WORK REQUEST -
Among the entries, how many lines carry the string "Target"? Give the number and nothing else.

Records excerpted from a collection:
[Start of section]
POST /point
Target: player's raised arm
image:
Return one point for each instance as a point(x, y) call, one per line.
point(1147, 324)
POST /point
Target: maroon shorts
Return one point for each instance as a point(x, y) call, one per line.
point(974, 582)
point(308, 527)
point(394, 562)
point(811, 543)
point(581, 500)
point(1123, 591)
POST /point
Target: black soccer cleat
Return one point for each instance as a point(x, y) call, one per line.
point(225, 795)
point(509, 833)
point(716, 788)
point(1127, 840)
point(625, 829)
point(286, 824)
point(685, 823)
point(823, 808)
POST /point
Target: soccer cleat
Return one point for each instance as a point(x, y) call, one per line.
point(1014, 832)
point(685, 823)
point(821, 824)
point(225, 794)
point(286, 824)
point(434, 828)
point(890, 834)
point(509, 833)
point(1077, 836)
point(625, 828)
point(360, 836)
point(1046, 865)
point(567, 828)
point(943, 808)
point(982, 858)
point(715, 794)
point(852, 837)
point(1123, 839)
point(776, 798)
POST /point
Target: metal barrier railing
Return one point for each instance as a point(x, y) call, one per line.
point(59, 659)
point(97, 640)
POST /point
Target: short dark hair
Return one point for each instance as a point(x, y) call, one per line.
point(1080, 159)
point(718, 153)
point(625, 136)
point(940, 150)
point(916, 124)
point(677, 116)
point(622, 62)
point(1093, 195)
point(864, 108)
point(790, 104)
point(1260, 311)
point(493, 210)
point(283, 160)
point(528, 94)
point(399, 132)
[End of section]
ANSWER SECTION -
6